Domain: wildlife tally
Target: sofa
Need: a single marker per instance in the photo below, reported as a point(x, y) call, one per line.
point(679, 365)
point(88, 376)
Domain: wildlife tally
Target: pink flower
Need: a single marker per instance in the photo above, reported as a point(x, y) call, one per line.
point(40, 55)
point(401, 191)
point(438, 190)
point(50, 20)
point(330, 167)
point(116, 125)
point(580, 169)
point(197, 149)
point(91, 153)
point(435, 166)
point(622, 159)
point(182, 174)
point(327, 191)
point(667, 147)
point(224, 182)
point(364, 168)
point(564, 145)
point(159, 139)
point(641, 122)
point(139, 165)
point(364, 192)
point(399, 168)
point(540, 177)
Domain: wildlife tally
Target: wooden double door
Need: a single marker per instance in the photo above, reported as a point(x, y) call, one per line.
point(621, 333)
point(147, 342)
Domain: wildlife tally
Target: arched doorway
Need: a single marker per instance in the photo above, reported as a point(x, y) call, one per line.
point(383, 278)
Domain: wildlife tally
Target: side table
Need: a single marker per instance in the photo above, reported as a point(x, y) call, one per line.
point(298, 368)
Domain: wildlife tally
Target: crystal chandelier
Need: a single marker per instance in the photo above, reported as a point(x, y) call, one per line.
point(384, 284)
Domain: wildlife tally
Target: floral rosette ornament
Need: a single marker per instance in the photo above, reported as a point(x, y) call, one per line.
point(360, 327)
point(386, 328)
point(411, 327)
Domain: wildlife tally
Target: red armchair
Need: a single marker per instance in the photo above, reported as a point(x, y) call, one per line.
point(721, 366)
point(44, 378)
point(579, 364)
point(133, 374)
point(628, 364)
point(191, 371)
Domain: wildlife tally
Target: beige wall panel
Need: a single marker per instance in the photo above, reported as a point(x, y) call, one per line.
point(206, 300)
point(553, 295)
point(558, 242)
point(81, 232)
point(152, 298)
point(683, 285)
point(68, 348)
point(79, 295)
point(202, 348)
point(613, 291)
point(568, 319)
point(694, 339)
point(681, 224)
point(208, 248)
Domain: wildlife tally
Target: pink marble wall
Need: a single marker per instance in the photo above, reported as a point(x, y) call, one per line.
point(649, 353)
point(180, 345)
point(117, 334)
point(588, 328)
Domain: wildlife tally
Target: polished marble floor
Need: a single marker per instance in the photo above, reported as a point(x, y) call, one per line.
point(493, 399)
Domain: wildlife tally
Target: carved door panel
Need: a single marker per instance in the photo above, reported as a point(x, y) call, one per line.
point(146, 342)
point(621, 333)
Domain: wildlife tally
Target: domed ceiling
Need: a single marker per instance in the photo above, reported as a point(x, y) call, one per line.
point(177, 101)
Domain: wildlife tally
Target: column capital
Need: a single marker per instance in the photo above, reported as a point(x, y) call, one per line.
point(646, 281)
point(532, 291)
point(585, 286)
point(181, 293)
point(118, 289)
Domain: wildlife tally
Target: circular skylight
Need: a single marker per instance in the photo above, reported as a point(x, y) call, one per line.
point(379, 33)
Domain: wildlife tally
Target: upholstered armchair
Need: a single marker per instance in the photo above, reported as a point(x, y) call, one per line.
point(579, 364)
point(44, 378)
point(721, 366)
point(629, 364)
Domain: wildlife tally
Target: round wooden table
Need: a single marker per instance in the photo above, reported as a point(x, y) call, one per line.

───

## [TASK REQUIREMENTS]
Format every line of the items above as a JSON list of strings, with one string per line and any blank lines left out.

## [FULL OUTPUT]
[
  "Domain: wildlife tally",
  "Target: sofa",
  "Need: a single marker per instance in the photo below, reported as a point(x, y) call, one per line.",
  "point(679, 365)",
  "point(88, 376)",
  "Domain: wildlife tally",
  "Target: pink flower",
  "Need: a single marker per instance in the photo above, reported as a point(x, y) call, one per line.",
  "point(40, 55)",
  "point(401, 191)",
  "point(438, 190)",
  "point(50, 20)",
  "point(330, 167)",
  "point(116, 125)",
  "point(580, 169)",
  "point(197, 149)",
  "point(91, 153)",
  "point(435, 166)",
  "point(622, 159)",
  "point(182, 174)",
  "point(327, 191)",
  "point(667, 147)",
  "point(224, 182)",
  "point(364, 168)",
  "point(564, 145)",
  "point(159, 139)",
  "point(641, 122)",
  "point(139, 165)",
  "point(364, 192)",
  "point(399, 168)",
  "point(540, 177)",
  "Domain: wildlife tally",
  "Target: wooden double door",
  "Need: a single marker per instance in the photo above, reported as a point(x, y) call, one per line.",
  "point(621, 333)",
  "point(147, 342)",
  "Domain: wildlife tally",
  "Target: arched doorway",
  "Need: a single marker per instance in the photo above, reported as a point(x, y) call, one per line.",
  "point(383, 278)",
  "Domain: wildlife tally",
  "Target: side table",
  "Need: a single marker per instance in the photo above, reported as a point(x, y) call, one per line.",
  "point(298, 368)",
  "Domain: wildlife tally",
  "Target: crystal chandelier",
  "Need: a single marker per instance in the photo above, reported as a point(x, y) call, one per line.",
  "point(384, 284)",
  "Domain: wildlife tally",
  "Target: floral rosette ornament",
  "Need: a single marker per instance in the photo above, reported as a point(x, y) call, one per line.",
  "point(360, 327)",
  "point(386, 328)",
  "point(411, 327)",
  "Domain: wildlife tally",
  "Target: red armchair",
  "Need: a single marker per instance in the photo above, reported as a point(x, y) call, one per line.",
  "point(721, 366)",
  "point(44, 378)",
  "point(579, 364)",
  "point(133, 374)",
  "point(628, 364)",
  "point(191, 371)",
  "Domain: wildlife tally",
  "Target: beige wall panel",
  "Need: a single marker per instance in the photo above, reported as a point(x, y) call, one per line.",
  "point(206, 300)",
  "point(553, 295)",
  "point(558, 242)",
  "point(81, 232)",
  "point(152, 298)",
  "point(683, 285)",
  "point(68, 348)",
  "point(79, 295)",
  "point(202, 348)",
  "point(613, 291)",
  "point(568, 319)",
  "point(694, 339)",
  "point(681, 224)",
  "point(208, 248)",
  "Domain: wildlife tally",
  "Target: pink marble wall",
  "Need: a single marker per instance in the photo above, reported as a point(x, y) call, one per line.",
  "point(649, 353)",
  "point(180, 345)",
  "point(117, 334)",
  "point(588, 328)",
  "Domain: wildlife tally",
  "Target: polished marble floor",
  "Need: a single marker per instance in the photo above, reported as a point(x, y) call, one per line.",
  "point(493, 399)",
  "Domain: wildlife tally",
  "Target: carved door panel",
  "Need: a single marker per instance in the photo above, reported as a point(x, y) call, one per line.",
  "point(146, 342)",
  "point(621, 333)",
  "Domain: wildlife tally",
  "Target: domed ceiling",
  "Need: a single marker per instance in the photo above, reported as a point(x, y) call, one per line.",
  "point(177, 101)",
  "Domain: wildlife tally",
  "Target: column capital",
  "Need: a single marker per instance in the photo above, reported as a point(x, y) call, one per line.",
  "point(646, 281)",
  "point(532, 291)",
  "point(585, 286)",
  "point(181, 293)",
  "point(118, 289)",
  "Domain: wildlife tally",
  "Target: circular skylight",
  "Need: a single marker per instance in the photo above, reported as a point(x, y) call, one per line.",
  "point(379, 33)",
  "Domain: wildlife tally",
  "Target: upholstered armchair",
  "Need: a single marker per instance in the photo above, reported as a point(x, y) call, one per line.",
  "point(579, 364)",
  "point(44, 378)",
  "point(721, 366)",
  "point(629, 364)",
  "Domain: wildlife tally",
  "Target: round wooden table",
  "Need: a single marker per instance in the photo above, reported as a point(x, y) call, one per line."
]